_ACTION ITEM_
List every numeric count of students, cases, or school districts in the article below about the Sacramento school vaccination deadline, and say what each one counts.

_READING TEXT_
- - - - - - -
The district announced it would delay the vaccination status disclosure and testing requirement for students to Feb. 28 after 27,697 failed to report their status.

SACRAMENTO, Calif. — With only slightly more than half of Sacramento City Unified School District (SCUSD) students reporting their vaccination status to the district as of Wednesday, Jan. 26, school officials announced their decision to delay the upcoming vaccination requirement to at least Feb. 28.

"This deadline extension allows us more time to continue to navigate the daily demands of the omicron surge while driving student consent to testing and vaccination reporting," SCUSD said in a press release

The press release goes on to say of the 27,697 students required to do routine testing because they have yet to report their status, 8,226 are still not registered to test. There are 969 active cases among Sacramento City Unified students, as of Wednesday, and 4,443 cases in total, according to the district's COVID-19 dashboard.

What happens next?

SCUSD joins at least 40 other school districts across California drafting their own vaccination mandates ahead of the statewide requirement set to take effect following the FDA's full approval of the COVID vaccine for children kindergarten age or older.

However, some state lawmakers are pushing to speed up the process of implementing a statewide mandate.
- - - - - - -
_GIVEN DATA_
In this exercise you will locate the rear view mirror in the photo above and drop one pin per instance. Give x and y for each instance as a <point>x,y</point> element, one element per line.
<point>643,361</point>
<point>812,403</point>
- - - - - - -
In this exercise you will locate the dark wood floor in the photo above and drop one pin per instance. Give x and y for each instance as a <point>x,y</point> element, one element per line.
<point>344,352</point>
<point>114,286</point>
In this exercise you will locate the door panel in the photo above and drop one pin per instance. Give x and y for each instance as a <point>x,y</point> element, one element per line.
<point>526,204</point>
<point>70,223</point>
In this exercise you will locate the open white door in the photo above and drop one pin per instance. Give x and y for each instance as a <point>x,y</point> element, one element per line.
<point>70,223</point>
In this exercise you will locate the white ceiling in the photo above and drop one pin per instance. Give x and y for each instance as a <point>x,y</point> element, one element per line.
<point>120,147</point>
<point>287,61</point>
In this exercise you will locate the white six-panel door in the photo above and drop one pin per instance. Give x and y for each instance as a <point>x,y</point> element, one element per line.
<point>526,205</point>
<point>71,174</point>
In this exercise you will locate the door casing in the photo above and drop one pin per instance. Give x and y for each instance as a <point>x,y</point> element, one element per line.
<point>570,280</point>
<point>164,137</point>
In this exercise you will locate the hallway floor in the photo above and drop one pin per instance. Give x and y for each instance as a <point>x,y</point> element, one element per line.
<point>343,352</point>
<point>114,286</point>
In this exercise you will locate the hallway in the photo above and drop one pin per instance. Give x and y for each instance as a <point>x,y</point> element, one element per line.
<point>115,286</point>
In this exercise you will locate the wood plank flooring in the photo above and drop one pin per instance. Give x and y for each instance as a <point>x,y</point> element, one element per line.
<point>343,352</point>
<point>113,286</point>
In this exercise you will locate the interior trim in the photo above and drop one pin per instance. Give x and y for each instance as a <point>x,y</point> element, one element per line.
- - - - - - -
_RESULT OF THE TASK_
- 27,697: students required to do routine testing because they have not reported their vaccination status
- 8,226: of those students, the number still not registered to test
- 969: active COVID-19 cases among Sacramento City Unified students as of Wednesday
- 4,443: total cases among Sacramento City Unified students
- 40: other California school districts (at least) drafting their own vaccination mandates